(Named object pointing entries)
[START]

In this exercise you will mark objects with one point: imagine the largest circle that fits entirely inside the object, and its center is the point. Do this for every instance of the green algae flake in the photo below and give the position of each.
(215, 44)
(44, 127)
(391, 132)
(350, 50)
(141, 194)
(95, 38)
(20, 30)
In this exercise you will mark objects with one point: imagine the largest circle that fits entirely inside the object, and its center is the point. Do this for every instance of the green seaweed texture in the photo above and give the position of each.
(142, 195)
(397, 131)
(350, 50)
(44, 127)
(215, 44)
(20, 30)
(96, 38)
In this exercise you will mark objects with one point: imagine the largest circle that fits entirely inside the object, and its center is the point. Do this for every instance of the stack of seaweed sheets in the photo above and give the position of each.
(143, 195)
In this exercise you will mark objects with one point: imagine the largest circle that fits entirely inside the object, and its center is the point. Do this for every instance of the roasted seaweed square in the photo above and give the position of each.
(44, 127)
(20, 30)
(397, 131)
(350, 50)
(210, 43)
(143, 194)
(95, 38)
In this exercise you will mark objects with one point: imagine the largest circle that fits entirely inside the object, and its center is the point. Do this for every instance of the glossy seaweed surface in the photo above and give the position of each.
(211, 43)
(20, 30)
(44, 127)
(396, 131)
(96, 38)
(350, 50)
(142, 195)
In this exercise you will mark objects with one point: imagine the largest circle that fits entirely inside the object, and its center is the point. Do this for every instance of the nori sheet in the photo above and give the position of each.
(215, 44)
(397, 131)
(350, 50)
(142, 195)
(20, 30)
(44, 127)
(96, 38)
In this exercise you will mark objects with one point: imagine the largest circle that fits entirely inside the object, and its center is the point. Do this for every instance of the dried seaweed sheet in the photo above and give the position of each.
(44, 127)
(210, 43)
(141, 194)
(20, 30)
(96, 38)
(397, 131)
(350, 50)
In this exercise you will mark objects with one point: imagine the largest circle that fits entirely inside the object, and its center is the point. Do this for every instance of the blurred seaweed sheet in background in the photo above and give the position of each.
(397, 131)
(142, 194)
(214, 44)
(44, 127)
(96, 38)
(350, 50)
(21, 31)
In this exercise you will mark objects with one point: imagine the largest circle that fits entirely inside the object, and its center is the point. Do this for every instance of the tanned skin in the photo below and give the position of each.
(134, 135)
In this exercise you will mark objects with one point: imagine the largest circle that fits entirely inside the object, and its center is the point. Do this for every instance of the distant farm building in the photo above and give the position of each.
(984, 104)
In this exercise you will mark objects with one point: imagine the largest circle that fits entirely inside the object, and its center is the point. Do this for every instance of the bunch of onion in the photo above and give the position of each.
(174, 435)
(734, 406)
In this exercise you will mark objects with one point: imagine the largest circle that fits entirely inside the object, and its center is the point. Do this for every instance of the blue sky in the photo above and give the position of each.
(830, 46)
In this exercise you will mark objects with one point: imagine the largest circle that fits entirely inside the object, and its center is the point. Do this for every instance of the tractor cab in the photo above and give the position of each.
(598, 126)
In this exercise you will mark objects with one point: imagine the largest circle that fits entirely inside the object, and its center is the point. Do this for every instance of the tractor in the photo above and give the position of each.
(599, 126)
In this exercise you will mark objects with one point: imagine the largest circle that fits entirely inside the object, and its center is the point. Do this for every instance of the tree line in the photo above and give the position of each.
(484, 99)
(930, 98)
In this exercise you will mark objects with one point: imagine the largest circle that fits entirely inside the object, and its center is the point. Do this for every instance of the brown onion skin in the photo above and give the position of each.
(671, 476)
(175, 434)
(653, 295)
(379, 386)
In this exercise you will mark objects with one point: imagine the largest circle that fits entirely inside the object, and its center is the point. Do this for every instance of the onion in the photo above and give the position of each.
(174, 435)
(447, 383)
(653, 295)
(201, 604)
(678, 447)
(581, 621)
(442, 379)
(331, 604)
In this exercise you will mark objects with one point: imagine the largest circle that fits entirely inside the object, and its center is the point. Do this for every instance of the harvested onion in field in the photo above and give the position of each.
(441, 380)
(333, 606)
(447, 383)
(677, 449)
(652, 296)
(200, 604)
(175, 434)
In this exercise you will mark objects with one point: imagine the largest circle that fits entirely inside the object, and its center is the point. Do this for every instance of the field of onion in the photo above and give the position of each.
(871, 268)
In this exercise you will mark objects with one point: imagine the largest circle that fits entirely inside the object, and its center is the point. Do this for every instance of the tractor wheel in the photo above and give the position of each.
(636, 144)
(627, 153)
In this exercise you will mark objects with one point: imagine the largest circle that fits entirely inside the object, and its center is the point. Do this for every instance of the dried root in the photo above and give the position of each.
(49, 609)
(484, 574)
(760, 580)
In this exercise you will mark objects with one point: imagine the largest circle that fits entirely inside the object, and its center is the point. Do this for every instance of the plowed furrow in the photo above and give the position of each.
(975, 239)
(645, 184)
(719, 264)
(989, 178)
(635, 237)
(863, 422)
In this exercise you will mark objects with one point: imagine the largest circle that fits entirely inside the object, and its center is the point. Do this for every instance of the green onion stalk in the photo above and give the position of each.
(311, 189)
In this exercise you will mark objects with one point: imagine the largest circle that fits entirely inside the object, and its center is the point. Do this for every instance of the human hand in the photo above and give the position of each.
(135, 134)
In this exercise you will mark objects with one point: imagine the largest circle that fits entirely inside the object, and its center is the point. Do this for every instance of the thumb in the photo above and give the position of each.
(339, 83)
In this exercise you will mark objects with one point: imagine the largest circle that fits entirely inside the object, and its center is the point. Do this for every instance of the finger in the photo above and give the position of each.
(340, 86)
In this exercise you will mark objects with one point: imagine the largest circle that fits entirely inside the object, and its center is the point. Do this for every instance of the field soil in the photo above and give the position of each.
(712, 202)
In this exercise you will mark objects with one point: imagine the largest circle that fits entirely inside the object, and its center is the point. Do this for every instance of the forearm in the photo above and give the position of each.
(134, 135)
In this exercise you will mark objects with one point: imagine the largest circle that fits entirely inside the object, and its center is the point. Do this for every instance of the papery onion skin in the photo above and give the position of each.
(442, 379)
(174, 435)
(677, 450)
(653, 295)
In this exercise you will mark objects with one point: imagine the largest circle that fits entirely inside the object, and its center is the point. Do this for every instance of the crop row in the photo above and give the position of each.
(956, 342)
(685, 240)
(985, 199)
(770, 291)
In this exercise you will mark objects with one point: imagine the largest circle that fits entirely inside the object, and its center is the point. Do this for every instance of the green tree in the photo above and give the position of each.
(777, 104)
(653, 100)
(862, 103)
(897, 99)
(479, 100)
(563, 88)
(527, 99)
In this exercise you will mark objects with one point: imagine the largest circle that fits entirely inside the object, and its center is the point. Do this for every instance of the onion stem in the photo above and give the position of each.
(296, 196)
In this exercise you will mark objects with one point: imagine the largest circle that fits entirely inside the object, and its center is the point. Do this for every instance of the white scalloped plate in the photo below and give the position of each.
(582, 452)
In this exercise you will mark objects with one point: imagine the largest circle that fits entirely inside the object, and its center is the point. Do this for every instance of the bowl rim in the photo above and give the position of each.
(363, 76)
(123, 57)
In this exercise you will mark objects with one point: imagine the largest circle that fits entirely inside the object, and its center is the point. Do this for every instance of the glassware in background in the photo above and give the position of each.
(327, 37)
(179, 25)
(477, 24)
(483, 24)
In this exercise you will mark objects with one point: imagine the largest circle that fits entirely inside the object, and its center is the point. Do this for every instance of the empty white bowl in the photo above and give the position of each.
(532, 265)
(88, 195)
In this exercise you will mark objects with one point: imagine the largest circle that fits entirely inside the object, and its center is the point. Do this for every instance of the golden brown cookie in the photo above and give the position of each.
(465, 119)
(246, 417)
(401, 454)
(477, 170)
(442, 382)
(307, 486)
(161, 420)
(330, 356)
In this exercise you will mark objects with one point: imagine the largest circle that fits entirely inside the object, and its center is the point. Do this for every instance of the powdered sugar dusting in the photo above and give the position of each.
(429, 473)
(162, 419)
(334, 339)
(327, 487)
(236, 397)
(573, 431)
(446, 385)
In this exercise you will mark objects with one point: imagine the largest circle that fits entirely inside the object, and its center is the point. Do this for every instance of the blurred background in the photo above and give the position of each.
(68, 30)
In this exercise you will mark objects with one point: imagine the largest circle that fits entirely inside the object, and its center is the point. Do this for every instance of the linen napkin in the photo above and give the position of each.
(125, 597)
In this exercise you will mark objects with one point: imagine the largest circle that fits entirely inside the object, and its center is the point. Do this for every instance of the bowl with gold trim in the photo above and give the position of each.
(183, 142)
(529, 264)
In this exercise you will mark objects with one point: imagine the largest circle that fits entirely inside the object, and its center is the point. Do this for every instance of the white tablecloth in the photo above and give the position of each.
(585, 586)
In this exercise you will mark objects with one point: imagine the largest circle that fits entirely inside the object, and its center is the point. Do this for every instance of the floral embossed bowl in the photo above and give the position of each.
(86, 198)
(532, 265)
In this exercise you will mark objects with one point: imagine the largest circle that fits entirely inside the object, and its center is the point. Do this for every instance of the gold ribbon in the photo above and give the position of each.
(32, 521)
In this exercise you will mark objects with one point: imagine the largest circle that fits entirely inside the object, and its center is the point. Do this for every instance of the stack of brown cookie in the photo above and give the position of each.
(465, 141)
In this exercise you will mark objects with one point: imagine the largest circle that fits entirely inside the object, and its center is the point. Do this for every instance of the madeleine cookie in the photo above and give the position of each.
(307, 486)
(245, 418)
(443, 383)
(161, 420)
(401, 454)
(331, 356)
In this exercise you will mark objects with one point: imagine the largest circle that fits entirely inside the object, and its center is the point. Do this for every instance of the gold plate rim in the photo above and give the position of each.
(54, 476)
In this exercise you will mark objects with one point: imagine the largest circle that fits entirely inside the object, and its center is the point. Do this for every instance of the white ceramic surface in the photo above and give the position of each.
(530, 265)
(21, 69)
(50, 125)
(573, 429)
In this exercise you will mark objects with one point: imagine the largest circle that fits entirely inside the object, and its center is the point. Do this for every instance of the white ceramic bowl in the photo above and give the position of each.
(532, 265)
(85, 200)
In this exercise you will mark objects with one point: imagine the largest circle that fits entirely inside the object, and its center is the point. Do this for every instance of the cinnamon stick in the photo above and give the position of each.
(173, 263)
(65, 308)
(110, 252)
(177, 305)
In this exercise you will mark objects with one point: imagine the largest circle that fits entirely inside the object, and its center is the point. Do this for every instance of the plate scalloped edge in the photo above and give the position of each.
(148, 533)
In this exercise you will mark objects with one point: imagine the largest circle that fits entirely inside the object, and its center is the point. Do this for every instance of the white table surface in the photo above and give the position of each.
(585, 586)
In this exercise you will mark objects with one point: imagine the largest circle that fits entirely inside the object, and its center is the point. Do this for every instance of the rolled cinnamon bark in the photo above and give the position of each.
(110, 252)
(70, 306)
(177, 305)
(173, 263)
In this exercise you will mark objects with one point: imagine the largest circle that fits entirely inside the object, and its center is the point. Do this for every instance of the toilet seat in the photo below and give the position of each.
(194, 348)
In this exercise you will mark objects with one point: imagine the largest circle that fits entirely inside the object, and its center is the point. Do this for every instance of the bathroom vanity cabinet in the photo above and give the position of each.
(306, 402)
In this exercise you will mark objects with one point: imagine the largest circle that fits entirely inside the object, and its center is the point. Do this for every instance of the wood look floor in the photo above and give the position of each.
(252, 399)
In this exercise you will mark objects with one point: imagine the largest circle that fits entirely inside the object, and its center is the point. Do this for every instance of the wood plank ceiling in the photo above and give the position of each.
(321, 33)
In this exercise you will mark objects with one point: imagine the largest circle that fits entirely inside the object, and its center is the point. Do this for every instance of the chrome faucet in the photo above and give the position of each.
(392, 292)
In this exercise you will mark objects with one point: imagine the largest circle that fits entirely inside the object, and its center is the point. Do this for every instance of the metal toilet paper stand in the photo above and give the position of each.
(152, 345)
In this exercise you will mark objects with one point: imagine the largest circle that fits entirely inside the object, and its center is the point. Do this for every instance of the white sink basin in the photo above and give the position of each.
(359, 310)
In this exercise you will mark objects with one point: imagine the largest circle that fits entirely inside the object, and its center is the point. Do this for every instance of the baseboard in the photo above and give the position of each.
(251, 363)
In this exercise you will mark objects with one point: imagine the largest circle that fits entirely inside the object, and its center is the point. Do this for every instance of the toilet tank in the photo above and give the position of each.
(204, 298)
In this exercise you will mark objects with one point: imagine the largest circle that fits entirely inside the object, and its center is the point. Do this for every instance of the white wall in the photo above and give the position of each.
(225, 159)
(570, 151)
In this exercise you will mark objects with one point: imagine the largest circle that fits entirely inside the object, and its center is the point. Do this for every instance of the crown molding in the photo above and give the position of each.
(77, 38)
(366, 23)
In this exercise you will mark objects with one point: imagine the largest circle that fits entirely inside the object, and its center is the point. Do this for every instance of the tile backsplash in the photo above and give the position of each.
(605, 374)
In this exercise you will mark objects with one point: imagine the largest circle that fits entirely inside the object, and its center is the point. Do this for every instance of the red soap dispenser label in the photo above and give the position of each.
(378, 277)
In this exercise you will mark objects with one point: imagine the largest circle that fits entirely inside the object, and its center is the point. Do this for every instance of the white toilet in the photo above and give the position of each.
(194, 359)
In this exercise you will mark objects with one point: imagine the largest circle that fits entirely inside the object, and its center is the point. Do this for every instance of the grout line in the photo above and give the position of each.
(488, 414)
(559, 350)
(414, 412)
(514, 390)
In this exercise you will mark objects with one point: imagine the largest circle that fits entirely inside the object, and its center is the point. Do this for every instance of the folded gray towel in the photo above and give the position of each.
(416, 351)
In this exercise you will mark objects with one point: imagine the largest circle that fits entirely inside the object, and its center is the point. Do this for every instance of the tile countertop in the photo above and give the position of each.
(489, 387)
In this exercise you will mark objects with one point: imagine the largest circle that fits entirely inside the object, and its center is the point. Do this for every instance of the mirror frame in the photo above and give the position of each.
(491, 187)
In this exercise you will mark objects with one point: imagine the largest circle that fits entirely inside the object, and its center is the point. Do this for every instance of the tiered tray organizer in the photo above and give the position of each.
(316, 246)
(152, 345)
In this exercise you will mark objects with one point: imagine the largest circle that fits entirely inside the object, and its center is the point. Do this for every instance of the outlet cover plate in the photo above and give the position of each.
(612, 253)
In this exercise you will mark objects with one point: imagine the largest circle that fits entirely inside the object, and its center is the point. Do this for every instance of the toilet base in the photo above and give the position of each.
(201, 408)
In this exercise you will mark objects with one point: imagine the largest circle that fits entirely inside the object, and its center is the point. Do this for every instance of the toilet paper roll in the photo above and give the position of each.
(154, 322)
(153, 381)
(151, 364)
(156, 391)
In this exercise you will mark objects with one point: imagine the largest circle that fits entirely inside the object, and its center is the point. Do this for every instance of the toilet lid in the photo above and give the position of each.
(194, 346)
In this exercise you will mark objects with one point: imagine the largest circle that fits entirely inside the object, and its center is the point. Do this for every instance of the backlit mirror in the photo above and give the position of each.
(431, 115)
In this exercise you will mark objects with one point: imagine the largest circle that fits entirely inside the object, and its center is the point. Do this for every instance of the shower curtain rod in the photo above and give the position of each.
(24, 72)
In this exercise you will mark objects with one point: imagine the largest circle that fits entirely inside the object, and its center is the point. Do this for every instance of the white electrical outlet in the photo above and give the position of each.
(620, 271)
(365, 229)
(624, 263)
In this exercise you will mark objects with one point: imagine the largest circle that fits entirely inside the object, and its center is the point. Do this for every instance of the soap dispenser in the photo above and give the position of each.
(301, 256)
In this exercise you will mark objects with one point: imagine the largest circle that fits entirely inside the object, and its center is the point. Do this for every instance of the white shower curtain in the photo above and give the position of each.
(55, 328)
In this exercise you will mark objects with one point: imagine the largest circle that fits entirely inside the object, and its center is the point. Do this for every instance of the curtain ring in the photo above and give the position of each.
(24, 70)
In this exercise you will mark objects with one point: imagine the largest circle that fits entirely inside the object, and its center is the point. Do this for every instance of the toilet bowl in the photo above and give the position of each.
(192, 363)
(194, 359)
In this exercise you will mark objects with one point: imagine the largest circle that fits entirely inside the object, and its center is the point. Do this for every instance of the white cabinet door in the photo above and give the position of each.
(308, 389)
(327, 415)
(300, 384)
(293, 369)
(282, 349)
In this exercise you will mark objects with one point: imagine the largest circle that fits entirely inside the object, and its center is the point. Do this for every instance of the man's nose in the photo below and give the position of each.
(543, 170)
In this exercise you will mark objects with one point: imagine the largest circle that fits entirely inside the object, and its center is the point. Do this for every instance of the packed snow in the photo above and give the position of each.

[END]

Problem
Copy only this span: the line that contains "of the man's", the last line, and every line between them.

Solved exercise
In this exercise you will mark objects with one point: imagine the largest circle that fits entirely inside the object, and its center is the point. Do this for every instance of the man's nose in the photo below and give the position of each.
(543, 170)
In this exercise you will mark objects with one point: imagine the largest circle that fits entirely inside the object, and its center is the point. Do this for every instance of the packed snow in the photo above and give the position of each.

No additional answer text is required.